> [OBJECTIVE] Repeat each of the records below line for line, with no changes.

> [Stored items from a collection]
■ ■ ■ ■ ■
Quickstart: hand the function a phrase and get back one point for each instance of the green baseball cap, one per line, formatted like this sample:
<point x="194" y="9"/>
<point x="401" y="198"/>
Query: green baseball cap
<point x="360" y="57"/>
■ ■ ■ ■ ■
> [EXERCISE RESULT]
Quickstart: hand the function a phrase and get back one point for each instance of the green baseball cap, one per line, formatted like this sample:
<point x="194" y="9"/>
<point x="401" y="198"/>
Query: green baseball cap
<point x="360" y="57"/>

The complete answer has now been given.